TEXT SEGMENT:
—————

Centuries later, the blues is still struggling to be understood - and heard.
The difference now is that modern generations are at least familiar with the blues sound. But blues today suffers from an image problem. Although there are more blues CDs - new recordings and reissues - available to the public than ever before, blues isn't frequently heard on radio. It's a music form tied to a rich legacy that is still shaping public perceptions, even though the blues has evolved considerably since Ledbelly, Son House, and Charlie Patton. In the 1920s, these artists first used acoustic guitars to further express the human blues wails coming out of the Mississippi cotton fields.
How far has the blues come since then? Consider the following (and see "A blues spectrum" at left):
* Bob Brozman and Corey Harris have incorporated Hawaiian and Caribbean influences into their blues, while a unique African blues led by Mali's Ali Farka Toure and Toumani Diabate is getting exposure, thanks to collaborations with American bluesmen Ry Cooder and Taj Mahal.
* Artists like R.L. Burnside and Gary Moore are pushing the boundaries of blues with drum-loop samples, even as electronic dance music artists like Moby have begun incorporating segments of old blues recordings in their music.
* Blues players are incorporating other influences into their music: Guitarist Robben Ford dips into the jazz idiom on his releases, while Robert Cray's new album, "Shoulda Been Home," mixes soul, gospel, and R&B into his blues repertoire. Keb' Mo's new album, "Big Wide Grin," adds a bluesy take to songs by Joni Mitchell and Stevie Wonder, while John Hammond's new "Wicked Grin" is comprised of blues reinterpretations of Tom Waits songs.

—————

DATA ENTRIES:
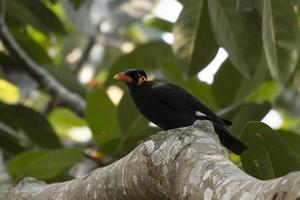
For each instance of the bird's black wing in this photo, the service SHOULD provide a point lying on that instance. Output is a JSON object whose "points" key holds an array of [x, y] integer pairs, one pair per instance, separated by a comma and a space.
{"points": [[181, 101]]}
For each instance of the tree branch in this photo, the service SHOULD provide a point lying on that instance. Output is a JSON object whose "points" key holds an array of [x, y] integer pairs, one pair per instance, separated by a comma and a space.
{"points": [[185, 163], [40, 75]]}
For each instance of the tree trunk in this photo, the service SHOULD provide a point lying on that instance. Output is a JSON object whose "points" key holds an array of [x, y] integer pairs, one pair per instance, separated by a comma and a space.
{"points": [[185, 163]]}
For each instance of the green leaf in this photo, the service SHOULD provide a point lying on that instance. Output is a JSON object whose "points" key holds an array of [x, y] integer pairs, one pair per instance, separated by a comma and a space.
{"points": [[133, 125], [202, 91], [194, 42], [35, 13], [102, 118], [292, 139], [34, 125], [68, 79], [172, 72], [268, 155], [280, 38], [146, 56], [246, 5], [32, 48], [244, 113], [249, 85], [62, 120], [43, 164], [226, 84], [77, 3], [267, 91], [160, 24], [239, 33], [9, 143]]}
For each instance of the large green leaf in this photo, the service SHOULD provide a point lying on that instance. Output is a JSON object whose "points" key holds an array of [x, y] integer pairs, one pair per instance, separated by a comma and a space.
{"points": [[194, 42], [35, 13], [242, 114], [43, 164], [238, 32], [33, 124], [268, 155], [280, 38], [292, 139], [146, 56], [102, 118], [9, 143]]}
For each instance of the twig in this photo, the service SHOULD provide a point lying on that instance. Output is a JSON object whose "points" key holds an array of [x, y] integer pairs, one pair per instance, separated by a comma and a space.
{"points": [[41, 76]]}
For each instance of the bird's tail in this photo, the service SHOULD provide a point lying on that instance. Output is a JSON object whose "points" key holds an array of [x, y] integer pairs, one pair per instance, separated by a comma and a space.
{"points": [[228, 140]]}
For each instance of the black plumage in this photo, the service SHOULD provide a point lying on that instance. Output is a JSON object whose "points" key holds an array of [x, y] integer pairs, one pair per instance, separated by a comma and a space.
{"points": [[170, 106]]}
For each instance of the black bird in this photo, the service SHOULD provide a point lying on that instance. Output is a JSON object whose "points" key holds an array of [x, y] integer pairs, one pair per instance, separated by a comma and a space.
{"points": [[170, 106]]}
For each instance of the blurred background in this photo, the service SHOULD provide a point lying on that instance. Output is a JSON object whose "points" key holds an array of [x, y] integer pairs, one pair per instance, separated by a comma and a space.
{"points": [[239, 57]]}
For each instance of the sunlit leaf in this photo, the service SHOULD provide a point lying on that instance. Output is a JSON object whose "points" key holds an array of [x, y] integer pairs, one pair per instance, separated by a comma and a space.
{"points": [[9, 143], [292, 139], [238, 32], [268, 155], [160, 24], [9, 93], [194, 42]]}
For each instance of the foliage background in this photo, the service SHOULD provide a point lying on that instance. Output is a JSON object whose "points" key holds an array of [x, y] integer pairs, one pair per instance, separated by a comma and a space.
{"points": [[83, 43]]}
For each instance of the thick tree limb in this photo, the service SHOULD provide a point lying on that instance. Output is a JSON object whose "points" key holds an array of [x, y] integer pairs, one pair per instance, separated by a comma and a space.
{"points": [[40, 75], [186, 163]]}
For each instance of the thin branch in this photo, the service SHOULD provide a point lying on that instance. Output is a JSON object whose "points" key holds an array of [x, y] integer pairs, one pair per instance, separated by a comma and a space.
{"points": [[185, 163], [40, 75]]}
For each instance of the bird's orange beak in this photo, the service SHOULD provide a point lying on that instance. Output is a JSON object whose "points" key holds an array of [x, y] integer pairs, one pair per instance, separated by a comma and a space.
{"points": [[122, 77]]}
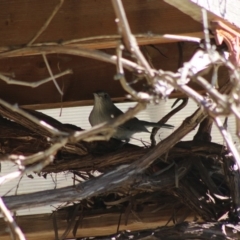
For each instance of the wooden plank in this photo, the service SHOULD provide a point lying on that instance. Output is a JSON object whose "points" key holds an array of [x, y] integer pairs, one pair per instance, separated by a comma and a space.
{"points": [[37, 227], [227, 11], [88, 76], [87, 18]]}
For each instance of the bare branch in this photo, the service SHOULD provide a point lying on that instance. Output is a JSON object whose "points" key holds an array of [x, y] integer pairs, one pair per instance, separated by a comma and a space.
{"points": [[10, 80], [16, 231], [44, 27], [51, 74]]}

—————

ACTIONS TO TAKE:
**1)** From the blues text, write out the passage starting with "How far has" and going on through "and Taj Mahal.".
**2)** Answer these questions from the blues text:
(a) In what decade did Ledbelly, Son House, and Charlie Patton first use acoustic guitars?
(b) Which two artists use drum-loop samples?
(c) Whose songs does John Hammond reinterpret on "Wicked Grin"?
**3)** Proceed with the text on the blues, picking up after its final sentence.

OUTPUTS:
**1)**
How far has the blues come since then? Consider the following (and see "A blues spectrum" at left):
* Bob Brozman and Corey Harris have incorporated Hawaiian and Caribbean influences into their blues, while a unique African blues led by Mali's Ali Farka Toure and Toumani Diabate is getting exposure, thanks to collaborations with American bluesmen Ry Cooder and Taj Mahal.

**2)**
(a) The 1920s.
(b) R.L. Burnside and Gary Moore.
(c) Tom Waits.

**3)**
* Recording artists like 15-year-old Shannon Curfman and other young artists like Shemekia Copeland, Kenny Wayne Shepherd, Susan Tedeschi, and Jonny Lang are gaining fans through nonstop tours of their fusion of blues and rock.
Throwing blues into the mix
When the nation began to cook its cultural melting pot, blues was the first musical ingredient to be thrown into it, adding its distinctive flavor to the jazz, rock, gospel, soul, and R&B sounds that crossed racial barriers. As B.B. King, emeritus of the blues, recently told the Monitor, "Blues has been something like a grandfather of much of the music we hear today."
Many people, though, think of the blues as their grandfather's music. American culture has often smothered blues by placing it in a formaldehyde jar - preserving an iconic, romanticized, and cliched depiction of the blues.
"If it doesn't continue to grow artistically, then it will become the new Dixieland jazz, and it will be played the same way every night, the same repertoire of songs," says Bruce Iglaur, head of Alligator Records, a blues label, and president of the Blues Music Association in Memphis, Tenn.